Task brief:
Identify every line below that contains the string "white" and copy each such line in full; the match is case-sensitive.

Input:
▬▬▬▬▬▬▬▬▬▬
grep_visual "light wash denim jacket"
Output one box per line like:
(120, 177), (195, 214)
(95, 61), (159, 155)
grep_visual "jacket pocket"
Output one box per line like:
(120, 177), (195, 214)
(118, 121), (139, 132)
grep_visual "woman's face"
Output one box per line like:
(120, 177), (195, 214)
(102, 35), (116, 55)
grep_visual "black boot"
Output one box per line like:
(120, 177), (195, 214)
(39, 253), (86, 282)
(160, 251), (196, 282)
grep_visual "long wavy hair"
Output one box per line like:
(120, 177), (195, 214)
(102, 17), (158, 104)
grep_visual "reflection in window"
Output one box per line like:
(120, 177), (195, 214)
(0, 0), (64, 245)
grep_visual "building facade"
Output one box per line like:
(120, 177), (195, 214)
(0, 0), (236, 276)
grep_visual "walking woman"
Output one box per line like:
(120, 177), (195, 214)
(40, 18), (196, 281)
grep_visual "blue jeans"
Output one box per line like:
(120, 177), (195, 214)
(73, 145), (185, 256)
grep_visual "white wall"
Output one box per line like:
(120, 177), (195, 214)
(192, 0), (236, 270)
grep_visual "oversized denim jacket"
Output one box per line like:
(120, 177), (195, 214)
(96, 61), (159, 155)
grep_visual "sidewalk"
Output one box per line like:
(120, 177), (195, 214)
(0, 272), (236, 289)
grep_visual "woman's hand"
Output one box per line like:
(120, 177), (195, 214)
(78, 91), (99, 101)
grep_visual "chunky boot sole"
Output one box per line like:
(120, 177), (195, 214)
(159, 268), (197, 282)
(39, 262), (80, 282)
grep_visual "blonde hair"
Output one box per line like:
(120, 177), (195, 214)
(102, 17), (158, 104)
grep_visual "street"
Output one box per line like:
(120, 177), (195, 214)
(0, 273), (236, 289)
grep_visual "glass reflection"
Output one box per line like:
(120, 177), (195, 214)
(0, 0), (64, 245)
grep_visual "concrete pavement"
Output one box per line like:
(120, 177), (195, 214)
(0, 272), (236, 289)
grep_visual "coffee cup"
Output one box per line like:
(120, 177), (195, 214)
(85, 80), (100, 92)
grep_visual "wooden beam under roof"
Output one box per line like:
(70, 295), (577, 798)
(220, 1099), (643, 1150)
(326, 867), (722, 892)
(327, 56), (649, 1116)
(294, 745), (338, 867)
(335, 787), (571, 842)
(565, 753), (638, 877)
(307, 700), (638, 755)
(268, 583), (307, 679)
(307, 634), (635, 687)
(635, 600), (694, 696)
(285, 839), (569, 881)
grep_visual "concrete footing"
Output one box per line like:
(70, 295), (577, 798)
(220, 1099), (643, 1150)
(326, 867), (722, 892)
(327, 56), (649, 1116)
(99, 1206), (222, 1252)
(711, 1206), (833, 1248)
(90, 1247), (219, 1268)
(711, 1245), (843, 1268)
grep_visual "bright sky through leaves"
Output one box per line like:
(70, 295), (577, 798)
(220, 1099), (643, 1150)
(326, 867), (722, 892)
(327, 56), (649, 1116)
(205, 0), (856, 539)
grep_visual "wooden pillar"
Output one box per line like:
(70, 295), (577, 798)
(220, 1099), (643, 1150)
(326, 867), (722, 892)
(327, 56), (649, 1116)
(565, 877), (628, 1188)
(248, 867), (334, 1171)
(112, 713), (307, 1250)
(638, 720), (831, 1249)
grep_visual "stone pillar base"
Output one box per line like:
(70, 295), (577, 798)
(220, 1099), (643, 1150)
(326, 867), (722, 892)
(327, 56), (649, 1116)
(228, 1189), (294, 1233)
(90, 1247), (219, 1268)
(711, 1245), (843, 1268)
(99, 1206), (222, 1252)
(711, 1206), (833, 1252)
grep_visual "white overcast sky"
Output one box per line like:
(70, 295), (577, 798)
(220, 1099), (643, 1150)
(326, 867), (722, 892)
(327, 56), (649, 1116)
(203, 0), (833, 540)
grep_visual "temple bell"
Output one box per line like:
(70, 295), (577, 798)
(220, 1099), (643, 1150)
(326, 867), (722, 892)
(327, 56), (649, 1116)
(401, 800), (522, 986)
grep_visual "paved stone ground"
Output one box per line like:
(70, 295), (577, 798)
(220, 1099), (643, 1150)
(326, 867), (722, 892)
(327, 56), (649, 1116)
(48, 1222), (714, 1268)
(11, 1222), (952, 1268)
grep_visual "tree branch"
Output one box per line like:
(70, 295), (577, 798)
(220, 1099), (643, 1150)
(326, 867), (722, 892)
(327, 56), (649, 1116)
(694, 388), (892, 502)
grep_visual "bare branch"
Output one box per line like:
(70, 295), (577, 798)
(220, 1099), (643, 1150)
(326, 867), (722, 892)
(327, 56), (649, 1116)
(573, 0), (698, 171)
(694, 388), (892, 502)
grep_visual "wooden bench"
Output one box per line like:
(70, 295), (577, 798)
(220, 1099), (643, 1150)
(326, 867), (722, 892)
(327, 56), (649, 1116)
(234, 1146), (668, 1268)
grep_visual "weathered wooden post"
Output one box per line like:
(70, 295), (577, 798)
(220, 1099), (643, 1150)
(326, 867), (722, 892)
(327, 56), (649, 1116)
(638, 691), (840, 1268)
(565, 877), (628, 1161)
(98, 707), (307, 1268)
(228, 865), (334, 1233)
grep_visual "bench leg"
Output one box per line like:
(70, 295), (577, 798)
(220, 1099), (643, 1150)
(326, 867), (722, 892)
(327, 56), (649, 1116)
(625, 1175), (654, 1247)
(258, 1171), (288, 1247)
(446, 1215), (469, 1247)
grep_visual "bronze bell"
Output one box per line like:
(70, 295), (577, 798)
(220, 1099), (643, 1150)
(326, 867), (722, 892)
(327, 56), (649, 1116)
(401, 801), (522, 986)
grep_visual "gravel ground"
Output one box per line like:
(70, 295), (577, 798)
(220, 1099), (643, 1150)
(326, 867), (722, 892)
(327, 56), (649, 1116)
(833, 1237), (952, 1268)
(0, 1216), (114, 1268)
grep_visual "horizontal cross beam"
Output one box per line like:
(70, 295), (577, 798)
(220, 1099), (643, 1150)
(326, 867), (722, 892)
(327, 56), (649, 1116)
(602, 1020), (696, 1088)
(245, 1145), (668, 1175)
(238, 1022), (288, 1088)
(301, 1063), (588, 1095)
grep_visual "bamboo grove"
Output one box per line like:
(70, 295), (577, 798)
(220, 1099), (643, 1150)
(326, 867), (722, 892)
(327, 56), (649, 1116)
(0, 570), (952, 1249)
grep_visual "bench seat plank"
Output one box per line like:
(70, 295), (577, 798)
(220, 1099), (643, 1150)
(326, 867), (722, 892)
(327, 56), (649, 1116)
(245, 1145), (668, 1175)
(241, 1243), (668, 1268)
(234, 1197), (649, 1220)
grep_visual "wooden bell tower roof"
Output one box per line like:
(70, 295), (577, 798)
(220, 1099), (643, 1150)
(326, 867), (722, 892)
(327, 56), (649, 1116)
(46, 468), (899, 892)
▬▬▬▬▬▬▬▬▬▬
The result:
grep_visual "white wall"
grep_visual "white overcast sky"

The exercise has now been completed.